## Problem
Output every line of the entries from the line containing "[ ] locate the broken wood fragment" through the last, exactly, with no other content.

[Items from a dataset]
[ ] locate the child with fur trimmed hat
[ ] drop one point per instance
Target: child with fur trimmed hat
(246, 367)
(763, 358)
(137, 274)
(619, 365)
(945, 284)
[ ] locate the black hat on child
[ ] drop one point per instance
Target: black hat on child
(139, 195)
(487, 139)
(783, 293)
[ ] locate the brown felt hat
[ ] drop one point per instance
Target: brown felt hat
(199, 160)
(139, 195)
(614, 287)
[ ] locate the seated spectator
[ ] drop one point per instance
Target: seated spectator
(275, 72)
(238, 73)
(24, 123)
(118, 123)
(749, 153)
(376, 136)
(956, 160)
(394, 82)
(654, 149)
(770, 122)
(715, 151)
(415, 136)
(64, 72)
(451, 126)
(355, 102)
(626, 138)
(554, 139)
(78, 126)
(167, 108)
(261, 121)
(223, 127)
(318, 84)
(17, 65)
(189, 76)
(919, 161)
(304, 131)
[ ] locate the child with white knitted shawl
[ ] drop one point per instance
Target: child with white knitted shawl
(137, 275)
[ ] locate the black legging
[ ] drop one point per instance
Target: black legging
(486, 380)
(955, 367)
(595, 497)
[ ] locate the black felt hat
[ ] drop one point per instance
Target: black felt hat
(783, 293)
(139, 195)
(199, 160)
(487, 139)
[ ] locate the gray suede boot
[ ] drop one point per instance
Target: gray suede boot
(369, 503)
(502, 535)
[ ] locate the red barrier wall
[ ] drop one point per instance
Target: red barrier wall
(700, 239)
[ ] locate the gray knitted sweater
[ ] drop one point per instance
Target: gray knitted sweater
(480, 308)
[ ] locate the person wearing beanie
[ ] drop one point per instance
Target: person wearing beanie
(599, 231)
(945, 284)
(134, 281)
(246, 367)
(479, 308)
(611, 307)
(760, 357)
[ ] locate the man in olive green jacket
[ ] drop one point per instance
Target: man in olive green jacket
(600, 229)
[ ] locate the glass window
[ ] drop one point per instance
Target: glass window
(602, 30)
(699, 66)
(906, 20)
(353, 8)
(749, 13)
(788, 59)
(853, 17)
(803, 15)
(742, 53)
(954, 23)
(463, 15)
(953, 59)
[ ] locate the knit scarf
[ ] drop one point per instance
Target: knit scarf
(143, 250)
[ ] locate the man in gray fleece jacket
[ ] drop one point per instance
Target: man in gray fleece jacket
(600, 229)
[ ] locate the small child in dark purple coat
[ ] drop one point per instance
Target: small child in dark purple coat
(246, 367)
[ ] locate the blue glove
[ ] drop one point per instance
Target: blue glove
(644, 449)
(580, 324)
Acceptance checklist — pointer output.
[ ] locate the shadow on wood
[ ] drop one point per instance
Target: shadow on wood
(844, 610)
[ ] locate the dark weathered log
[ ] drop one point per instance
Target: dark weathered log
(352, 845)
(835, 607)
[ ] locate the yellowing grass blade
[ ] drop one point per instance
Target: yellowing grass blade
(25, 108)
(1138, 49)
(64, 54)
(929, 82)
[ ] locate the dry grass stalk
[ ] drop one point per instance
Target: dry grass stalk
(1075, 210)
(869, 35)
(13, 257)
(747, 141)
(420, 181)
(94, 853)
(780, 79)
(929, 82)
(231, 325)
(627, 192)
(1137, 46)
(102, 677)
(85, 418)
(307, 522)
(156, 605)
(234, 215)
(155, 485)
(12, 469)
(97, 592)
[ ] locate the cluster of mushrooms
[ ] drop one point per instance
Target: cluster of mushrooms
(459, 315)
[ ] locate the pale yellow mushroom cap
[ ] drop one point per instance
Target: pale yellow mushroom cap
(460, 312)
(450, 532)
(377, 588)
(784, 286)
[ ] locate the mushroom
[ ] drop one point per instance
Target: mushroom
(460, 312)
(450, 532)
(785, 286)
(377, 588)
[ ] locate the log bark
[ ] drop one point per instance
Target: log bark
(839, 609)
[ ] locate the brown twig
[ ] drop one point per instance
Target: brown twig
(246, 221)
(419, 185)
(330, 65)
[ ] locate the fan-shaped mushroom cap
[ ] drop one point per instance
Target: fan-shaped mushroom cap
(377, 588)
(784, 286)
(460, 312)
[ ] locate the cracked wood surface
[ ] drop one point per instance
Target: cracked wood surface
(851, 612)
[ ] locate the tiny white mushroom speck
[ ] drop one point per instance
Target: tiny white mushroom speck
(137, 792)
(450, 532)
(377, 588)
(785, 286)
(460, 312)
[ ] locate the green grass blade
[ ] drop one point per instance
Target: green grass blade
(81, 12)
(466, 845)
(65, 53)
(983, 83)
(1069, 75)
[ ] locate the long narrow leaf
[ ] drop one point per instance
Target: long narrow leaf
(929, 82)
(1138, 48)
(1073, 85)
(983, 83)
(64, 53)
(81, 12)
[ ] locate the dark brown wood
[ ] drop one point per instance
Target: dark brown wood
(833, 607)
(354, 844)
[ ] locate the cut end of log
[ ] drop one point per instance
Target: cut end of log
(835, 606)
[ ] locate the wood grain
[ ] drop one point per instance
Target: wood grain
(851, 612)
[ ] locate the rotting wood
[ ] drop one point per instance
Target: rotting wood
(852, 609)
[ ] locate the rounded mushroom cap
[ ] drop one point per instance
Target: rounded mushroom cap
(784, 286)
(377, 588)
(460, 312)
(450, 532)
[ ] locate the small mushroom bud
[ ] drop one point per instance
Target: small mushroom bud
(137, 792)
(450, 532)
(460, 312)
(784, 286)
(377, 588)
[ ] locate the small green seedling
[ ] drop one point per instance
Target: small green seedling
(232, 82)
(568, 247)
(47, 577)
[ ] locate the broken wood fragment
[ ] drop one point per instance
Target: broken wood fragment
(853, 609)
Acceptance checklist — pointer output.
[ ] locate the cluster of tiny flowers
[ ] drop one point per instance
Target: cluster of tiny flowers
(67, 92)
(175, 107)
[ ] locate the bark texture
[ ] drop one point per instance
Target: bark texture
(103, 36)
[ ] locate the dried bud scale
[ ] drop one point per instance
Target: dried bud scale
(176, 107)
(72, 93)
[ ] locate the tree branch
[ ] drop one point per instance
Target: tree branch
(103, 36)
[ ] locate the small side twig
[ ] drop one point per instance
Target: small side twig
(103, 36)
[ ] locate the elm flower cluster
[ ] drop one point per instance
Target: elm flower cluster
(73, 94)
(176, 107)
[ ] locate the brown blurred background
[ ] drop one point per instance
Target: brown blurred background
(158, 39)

## Solution to the problem
[ ] locate the broken wood fragment
[ ] drop one point per instance
Target: broken wood fragment
(853, 609)
Acceptance checklist — pointer output.
[ ] locate the cluster of tiny flowers
[ ] drop one point per instance
Target: cluster of tiny flowers
(67, 92)
(175, 107)
[ ] locate the bark texture
[ ] drop one point per instance
Target: bark texture
(103, 36)
[ ] locate the dried bud scale
[ ] drop one point per instance
Target: dried bud scale
(176, 107)
(72, 93)
[ ] locate the tree branch
[ ] drop one point per instance
Target: tree branch
(103, 36)
[ ] locate the small side twig
[ ] drop one point per instance
Target: small side twig
(103, 36)
[ ] locate the elm flower cluster
[ ] drop one point per instance
Target: elm flower cluster
(73, 94)
(176, 107)
[ ] locate the brown blurred background
[ ] drop one point per instance
Target: brown blurred background
(158, 39)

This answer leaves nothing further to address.